# Objetivo da tarefa:
Responda sim ou não para dizer se cada afirmação concorda com o texto sobre tecnologia e capitalismo, e cite as palavras do texto que decidem a resposta.
1. Segundo o texto, os efeitos destrutivos são propriedades necessárias de qualquer transformação tecnológica.
2. O texto aponta Coréia do Sul e Taiwan como países que superaram a desvantagem inicial.
3. O texto afirma que as disparidades em transformação tecnológica sozinhas explicam a concentração da riqueza global.

# Texto selecionado:

Ao mesmo tempo, empresas em regiões mais pobres, sem o acesso a pesquisa e desenvolvimento de alto nível, se encontram presas em um círculo vicioso. Sua inabilidade presente de criar inovações significativas que as capacitariam a competir com sucesso nos mercados mundiais podam seus prospectos futuros. Apenas um punhado de países – tal como Coréia do Sul e Taiwan – conseguiram superar essa desvantagem inicial.
Disparidades globais em transformação tecnológica sozinhas não explicam por que 1% da população mundial agora possui 48% da riqueza global. Mas elas são uma parte importante da história; a transformação tecnológica é uma arma que permite aos privilegiados manter e estender suas vantagens globais com o passar do tempo.
Destruição não-criativa
Os efeitos destrutivos examinados acima não são propriedades necessárias da transformação tecnológica; eles são propriedades necessárias da transformação tecnológica no Capitalismo. Superá-los requer superar o Capitalismo, mesmo se apenas possuímos um sentido provisório do que isso deve significar.
As tendências perniciosas associadas com a transformação tecnológica nos locais de trabalho capitalistas estão baseadas em uma estrutura em que os gerentes são agentes dos proprietários dos ativos da empresa, com um dever fiduciário de promover seus interesses privados.
Mas os meios de produção de uma sociedade não são bens para consumo pessoal, como uma escova de dentes. A reprodução material da sociedade é uma questão inerentemente pública, como o desenvolvimento tecnológico do Capitalismo em si, repousando sobre recursos públicos, confirma. Mercados de Capitais, onde direitos privados sobre recursos produtivos são comprados e vendidos, tratam o poder público como se fosse apenas outro item de uso pessoal. Isso pode, e deve, chegar a um fim.
Empresas produtivas de larga-escala deveriam, ao invés, ser reconhecidas como um tipo distinto de propriedade pública, e exercícios de autoridade dentro desses espaços de trabalho, como atos de autoridade pública. O princípio de democracia precisa entrar em jogo: todos os exercícios de autoridade deveriam ser objeto de consentimento dos impactados por eles.
Embora regulações adicionais seriam necessárias se gerentes fossem eleitos e sujeitos a revogação pela força de trabalho como um todo, avanços tecnológicos na produtividade não resultariam tipicamente em desemprego involuntário de alguns e sobrecarga de trabalho de outros, mas sim em trabalho reduzido para todos.

# Dados registrados:
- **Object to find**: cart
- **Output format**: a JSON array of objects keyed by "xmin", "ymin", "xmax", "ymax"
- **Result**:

# Resposta da tarefa:
1. Não: "Os efeitos destrutivos examinados acima não são propriedades necessárias da transformação tecnológica; eles são propriedades necessárias da transformação tecnológica no Capitalismo."
2. Sim: "Apenas um punhado de países – tal como Coréia do Sul e Taiwan – conseguiram superar essa desvantagem inicial."
3. Não: "Disparidades globais em transformação tecnológica sozinhas não explicam por que 1% da população mundial agora possui 48% da riqueza global."